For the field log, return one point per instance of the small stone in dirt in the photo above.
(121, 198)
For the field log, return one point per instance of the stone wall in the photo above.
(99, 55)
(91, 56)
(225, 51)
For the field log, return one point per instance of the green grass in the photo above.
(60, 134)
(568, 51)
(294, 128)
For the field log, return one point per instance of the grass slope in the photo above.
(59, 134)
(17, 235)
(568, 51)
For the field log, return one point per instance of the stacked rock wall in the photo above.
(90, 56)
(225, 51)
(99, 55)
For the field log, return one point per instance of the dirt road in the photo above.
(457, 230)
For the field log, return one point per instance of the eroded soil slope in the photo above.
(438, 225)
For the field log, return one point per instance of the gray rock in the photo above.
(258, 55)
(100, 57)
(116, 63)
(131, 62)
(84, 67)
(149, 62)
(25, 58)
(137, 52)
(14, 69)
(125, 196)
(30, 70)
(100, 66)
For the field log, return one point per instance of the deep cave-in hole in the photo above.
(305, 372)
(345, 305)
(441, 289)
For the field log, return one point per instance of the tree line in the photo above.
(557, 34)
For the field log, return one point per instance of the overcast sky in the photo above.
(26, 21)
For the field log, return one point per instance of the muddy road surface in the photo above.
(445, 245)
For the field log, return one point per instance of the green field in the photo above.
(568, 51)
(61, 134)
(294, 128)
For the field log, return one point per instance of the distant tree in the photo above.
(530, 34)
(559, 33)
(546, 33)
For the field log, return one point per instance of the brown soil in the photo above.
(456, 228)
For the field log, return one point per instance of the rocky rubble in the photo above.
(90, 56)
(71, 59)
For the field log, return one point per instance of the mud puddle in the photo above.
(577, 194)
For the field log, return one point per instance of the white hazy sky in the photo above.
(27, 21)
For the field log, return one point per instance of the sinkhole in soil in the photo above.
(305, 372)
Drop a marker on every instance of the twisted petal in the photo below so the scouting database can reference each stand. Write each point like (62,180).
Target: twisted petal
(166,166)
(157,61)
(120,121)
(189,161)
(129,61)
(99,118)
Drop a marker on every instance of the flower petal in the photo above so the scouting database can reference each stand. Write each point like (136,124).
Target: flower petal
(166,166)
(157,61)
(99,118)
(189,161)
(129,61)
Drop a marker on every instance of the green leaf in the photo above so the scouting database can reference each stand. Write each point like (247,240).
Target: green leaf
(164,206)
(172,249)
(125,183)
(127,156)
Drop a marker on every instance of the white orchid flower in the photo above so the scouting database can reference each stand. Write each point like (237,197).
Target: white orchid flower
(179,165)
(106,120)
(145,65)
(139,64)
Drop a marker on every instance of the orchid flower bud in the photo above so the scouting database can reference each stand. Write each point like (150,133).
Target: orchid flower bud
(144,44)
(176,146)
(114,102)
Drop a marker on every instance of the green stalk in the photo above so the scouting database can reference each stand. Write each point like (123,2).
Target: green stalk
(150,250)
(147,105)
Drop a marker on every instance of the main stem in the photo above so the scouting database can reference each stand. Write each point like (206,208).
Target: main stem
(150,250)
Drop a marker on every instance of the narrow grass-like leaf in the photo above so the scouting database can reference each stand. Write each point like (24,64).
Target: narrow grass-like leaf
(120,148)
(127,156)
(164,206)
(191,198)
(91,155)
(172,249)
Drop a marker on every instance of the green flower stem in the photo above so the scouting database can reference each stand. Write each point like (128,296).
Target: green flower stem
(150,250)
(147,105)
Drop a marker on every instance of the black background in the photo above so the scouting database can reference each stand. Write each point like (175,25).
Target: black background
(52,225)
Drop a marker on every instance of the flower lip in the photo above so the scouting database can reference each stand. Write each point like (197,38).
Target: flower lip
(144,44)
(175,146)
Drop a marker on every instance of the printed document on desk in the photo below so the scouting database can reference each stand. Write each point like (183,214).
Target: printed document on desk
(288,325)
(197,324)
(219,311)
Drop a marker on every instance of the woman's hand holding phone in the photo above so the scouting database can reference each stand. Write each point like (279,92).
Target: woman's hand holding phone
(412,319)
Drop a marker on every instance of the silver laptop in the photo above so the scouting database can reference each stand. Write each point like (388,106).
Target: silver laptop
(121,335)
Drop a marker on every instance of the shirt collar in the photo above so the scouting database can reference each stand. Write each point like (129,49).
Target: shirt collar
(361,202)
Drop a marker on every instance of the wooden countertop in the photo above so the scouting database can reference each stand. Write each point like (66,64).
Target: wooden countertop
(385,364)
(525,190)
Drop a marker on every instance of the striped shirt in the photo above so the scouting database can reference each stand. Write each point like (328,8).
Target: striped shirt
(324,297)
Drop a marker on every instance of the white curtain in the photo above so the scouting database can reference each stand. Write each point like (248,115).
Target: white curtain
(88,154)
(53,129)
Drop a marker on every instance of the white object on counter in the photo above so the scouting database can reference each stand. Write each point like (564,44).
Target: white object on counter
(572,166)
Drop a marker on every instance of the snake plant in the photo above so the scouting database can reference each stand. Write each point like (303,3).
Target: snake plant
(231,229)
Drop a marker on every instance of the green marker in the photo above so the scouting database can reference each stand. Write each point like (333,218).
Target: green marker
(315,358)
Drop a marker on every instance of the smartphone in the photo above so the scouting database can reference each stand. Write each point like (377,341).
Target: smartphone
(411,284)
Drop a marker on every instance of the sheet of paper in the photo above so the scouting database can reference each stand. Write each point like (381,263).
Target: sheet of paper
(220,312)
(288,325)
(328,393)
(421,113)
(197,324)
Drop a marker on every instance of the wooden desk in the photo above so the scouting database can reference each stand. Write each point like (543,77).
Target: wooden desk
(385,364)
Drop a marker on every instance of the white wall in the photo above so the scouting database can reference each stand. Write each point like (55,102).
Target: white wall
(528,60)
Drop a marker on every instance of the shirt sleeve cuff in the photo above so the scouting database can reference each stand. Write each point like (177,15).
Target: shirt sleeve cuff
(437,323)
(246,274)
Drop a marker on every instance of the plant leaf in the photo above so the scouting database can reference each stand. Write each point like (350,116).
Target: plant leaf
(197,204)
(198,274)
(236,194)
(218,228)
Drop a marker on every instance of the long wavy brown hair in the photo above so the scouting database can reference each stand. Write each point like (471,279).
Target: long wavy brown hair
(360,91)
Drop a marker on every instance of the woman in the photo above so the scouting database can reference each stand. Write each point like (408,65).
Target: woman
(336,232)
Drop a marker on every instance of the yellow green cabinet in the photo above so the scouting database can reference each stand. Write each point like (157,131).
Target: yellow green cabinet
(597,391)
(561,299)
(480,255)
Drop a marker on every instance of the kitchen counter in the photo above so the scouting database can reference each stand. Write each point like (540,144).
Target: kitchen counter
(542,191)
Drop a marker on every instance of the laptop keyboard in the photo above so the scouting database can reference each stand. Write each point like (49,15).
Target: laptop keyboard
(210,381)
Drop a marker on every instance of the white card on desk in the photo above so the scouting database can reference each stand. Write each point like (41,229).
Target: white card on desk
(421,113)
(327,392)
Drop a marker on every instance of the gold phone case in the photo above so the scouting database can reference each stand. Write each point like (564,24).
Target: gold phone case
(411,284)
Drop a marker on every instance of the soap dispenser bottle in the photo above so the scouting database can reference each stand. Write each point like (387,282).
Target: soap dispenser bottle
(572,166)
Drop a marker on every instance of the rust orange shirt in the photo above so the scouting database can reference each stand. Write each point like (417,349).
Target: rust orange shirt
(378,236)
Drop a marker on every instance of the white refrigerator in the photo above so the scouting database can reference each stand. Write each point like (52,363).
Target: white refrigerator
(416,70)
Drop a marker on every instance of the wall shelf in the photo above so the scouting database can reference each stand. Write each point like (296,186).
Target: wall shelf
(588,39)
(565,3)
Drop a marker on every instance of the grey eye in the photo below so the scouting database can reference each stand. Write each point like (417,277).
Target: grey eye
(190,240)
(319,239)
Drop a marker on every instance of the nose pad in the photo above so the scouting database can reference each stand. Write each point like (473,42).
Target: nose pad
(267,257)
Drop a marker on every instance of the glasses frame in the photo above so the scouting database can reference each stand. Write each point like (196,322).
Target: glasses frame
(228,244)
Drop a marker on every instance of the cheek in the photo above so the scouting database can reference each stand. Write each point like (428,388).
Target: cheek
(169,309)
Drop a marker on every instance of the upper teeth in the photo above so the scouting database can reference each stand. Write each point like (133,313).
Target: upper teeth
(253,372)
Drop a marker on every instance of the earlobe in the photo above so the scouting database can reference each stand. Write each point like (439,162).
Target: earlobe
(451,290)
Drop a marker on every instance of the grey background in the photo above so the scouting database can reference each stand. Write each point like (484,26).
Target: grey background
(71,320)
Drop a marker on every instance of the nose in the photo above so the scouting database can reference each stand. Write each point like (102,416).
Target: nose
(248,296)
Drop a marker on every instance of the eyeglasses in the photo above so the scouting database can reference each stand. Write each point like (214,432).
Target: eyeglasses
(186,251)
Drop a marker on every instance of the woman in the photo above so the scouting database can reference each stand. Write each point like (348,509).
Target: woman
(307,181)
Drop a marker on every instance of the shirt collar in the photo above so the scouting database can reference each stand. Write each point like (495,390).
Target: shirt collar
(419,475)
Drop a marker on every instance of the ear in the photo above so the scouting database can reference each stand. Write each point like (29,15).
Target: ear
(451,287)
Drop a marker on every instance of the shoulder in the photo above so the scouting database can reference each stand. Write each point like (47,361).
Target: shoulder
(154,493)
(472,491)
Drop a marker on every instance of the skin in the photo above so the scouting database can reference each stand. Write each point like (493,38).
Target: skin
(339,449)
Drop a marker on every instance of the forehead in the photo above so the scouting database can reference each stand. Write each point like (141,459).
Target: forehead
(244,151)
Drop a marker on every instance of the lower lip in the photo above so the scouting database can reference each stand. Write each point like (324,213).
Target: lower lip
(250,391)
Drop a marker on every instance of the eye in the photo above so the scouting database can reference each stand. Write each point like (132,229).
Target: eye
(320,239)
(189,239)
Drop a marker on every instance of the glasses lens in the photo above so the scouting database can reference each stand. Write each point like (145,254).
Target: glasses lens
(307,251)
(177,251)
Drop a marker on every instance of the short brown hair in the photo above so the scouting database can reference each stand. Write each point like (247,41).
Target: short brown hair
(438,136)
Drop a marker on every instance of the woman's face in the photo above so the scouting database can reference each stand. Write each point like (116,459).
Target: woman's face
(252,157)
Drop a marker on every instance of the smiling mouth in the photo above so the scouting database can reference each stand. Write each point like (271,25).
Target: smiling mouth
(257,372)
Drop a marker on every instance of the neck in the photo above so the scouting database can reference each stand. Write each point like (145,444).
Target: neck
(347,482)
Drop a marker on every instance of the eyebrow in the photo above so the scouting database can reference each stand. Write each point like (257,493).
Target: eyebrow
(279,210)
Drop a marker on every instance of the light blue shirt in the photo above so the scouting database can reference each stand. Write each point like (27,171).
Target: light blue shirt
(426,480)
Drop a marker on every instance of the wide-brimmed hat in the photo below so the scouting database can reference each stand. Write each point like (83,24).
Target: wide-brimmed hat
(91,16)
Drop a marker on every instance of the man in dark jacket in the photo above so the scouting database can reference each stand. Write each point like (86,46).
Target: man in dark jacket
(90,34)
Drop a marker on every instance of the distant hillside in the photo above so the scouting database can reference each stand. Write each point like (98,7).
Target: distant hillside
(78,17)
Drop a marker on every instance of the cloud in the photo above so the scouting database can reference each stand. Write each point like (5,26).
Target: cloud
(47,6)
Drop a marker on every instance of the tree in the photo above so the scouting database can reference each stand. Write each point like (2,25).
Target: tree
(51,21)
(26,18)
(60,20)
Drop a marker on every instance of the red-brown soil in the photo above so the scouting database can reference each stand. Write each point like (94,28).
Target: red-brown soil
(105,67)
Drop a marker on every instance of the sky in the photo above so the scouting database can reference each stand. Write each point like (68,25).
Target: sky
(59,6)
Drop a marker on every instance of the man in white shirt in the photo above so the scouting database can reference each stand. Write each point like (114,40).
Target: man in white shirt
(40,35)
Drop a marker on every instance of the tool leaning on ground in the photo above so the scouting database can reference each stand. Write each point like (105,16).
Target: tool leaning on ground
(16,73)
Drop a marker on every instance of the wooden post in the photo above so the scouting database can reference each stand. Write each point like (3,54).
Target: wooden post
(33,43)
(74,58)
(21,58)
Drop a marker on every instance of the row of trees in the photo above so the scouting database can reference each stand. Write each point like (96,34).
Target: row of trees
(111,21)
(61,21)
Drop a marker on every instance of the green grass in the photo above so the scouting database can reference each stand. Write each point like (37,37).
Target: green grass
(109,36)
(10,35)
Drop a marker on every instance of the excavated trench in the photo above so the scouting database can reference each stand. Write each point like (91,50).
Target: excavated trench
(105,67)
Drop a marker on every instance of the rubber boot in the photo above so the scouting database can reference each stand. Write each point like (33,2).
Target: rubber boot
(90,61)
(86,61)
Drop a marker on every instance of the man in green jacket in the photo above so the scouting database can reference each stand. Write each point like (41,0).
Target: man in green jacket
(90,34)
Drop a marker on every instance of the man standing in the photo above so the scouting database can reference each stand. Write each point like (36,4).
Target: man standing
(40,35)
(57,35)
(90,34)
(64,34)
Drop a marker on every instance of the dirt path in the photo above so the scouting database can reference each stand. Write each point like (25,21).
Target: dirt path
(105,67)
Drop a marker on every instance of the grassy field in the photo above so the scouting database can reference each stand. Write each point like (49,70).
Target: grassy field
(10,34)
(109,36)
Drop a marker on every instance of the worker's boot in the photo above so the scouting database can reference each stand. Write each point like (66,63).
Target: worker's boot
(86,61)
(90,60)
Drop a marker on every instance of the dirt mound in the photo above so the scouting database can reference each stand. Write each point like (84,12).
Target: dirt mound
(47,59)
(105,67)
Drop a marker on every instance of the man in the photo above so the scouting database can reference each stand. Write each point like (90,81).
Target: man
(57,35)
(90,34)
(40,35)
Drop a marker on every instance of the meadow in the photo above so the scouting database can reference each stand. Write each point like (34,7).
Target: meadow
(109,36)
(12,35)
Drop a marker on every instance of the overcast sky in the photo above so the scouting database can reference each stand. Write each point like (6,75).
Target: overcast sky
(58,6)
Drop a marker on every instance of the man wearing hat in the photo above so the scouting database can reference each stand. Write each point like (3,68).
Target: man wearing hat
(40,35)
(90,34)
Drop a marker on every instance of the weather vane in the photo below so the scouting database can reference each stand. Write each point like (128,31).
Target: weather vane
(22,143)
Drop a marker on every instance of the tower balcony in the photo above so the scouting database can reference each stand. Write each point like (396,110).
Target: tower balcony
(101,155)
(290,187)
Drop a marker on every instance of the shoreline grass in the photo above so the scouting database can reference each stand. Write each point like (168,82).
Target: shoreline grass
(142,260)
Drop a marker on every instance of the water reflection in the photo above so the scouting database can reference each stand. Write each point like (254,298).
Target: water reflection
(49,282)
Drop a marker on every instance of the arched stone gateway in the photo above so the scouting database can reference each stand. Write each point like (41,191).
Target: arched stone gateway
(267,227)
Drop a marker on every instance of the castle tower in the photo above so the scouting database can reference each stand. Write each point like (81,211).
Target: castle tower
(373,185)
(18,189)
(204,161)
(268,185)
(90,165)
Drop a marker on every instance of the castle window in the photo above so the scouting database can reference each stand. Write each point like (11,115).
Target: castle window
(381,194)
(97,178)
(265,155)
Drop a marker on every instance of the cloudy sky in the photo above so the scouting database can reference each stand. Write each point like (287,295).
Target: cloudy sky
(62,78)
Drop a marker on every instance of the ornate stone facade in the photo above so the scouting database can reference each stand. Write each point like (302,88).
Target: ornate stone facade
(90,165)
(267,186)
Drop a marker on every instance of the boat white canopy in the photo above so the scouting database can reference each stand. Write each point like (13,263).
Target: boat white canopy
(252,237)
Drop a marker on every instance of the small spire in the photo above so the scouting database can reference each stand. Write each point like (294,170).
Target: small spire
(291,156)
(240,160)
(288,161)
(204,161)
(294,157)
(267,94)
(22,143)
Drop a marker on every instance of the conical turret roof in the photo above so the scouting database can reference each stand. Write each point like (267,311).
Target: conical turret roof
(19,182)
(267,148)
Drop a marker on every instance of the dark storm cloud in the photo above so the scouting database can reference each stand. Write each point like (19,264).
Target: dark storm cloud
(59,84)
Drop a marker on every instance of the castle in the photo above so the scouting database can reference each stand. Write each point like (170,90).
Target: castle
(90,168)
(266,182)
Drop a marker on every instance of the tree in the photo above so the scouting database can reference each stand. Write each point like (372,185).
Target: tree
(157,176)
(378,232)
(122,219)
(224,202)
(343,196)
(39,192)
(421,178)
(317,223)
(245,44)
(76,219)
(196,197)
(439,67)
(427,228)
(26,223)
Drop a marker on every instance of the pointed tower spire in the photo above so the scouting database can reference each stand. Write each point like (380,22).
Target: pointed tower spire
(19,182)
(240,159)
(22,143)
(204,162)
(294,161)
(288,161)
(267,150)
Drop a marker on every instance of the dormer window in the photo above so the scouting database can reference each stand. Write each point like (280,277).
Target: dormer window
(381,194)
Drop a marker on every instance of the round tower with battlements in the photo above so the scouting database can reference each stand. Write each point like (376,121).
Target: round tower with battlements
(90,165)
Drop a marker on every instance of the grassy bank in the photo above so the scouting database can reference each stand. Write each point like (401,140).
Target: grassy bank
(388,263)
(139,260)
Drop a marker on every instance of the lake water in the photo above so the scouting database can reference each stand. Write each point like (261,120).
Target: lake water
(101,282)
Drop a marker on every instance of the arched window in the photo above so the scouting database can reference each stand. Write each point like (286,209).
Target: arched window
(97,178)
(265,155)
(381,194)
***
YOUR GOAL: Among the records above, extract exactly the lines from the line with "Drop a marker on every instance of the long" to the line with "Drop a marker on every instance of the kitchen", both lines included, and leave out the rest.

EXERCISE ANSWER:
Drop a marker on every instance of the long wavy brown hair in the photo above so the scouting database can reference each stand. Write each point like (471,279).
Target: long wavy brown hair
(360,91)
Drop a marker on every instance of the woman in the photo above so the scouting database can reference each stand. Write each point like (408,65).
Target: woman
(336,232)
Drop a marker on every instance of the yellow green cabinet in the photo above so the scouting database can reference each stand. Write each point like (157,131).
Target: yellow green cabinet
(597,391)
(561,299)
(480,255)
Drop a marker on every instance of the kitchen counter in the photo above so the scouting database can reference each stand. Write each point like (540,144).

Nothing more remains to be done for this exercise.